## TASK BRIEF:
Return every row that contains the string "green". Case counts.

## MATERIAL SHOWN:
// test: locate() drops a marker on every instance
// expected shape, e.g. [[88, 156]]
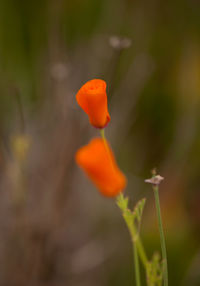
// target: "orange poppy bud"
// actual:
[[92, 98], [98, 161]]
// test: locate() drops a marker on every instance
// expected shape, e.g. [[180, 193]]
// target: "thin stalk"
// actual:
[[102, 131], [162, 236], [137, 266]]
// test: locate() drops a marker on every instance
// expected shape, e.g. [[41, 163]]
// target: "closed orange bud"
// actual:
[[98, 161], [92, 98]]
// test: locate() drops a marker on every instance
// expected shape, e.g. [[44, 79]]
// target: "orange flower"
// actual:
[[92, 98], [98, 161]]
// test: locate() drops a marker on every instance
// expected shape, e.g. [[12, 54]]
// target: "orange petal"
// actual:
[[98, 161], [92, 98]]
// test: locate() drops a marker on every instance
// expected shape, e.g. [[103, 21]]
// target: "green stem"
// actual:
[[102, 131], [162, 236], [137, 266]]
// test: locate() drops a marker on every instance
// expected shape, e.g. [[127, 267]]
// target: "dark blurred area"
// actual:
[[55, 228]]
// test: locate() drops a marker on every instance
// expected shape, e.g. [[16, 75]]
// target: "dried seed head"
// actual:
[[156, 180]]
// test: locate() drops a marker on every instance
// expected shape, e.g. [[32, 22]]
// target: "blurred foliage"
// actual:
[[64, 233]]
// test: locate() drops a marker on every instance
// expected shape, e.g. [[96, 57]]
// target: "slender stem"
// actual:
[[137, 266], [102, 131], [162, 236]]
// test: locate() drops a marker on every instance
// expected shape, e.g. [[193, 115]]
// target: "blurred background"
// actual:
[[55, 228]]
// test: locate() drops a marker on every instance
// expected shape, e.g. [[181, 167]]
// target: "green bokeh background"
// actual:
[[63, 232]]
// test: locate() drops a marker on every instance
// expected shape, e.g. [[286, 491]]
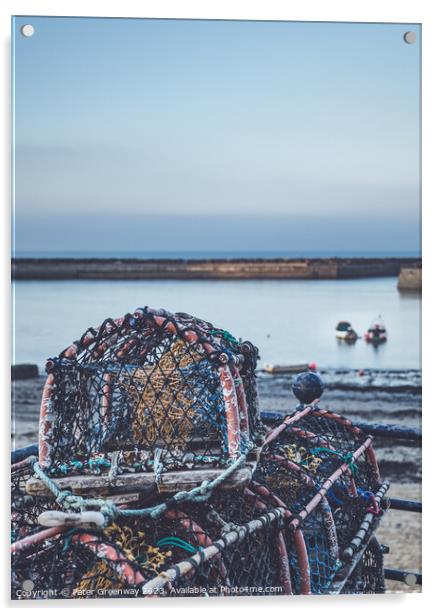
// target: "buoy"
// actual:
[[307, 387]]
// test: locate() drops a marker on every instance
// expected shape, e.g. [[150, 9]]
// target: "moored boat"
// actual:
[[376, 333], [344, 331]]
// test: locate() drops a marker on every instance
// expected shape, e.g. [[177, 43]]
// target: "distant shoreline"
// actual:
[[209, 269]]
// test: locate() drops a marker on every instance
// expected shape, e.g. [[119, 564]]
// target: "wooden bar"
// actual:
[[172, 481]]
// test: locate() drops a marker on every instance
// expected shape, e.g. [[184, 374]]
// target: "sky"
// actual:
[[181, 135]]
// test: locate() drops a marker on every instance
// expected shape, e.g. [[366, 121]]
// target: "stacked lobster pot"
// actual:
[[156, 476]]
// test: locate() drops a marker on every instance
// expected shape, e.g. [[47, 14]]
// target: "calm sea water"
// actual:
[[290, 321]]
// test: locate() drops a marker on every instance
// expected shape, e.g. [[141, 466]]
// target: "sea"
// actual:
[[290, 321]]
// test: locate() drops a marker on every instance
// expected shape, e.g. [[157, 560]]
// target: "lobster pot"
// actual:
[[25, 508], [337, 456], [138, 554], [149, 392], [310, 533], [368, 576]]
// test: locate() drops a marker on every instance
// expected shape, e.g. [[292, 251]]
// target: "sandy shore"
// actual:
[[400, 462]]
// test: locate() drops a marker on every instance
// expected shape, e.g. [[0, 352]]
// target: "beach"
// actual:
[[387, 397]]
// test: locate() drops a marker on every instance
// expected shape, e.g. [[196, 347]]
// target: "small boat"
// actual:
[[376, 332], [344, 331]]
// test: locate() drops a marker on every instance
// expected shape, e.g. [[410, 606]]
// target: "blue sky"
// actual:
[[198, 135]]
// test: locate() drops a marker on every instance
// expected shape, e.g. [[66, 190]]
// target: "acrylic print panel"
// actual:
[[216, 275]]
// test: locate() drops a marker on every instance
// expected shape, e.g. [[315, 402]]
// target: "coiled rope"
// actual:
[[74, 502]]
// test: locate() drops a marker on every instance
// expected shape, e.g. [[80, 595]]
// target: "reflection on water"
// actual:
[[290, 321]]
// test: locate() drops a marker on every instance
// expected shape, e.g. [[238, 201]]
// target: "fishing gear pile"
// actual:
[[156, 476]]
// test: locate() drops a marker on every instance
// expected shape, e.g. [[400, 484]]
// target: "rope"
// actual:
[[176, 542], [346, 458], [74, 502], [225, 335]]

---

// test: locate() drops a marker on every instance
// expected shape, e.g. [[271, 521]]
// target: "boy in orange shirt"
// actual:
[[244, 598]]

## RESPONSE TO THE TASK:
// target: "green stem"
// target: "green bokeh background"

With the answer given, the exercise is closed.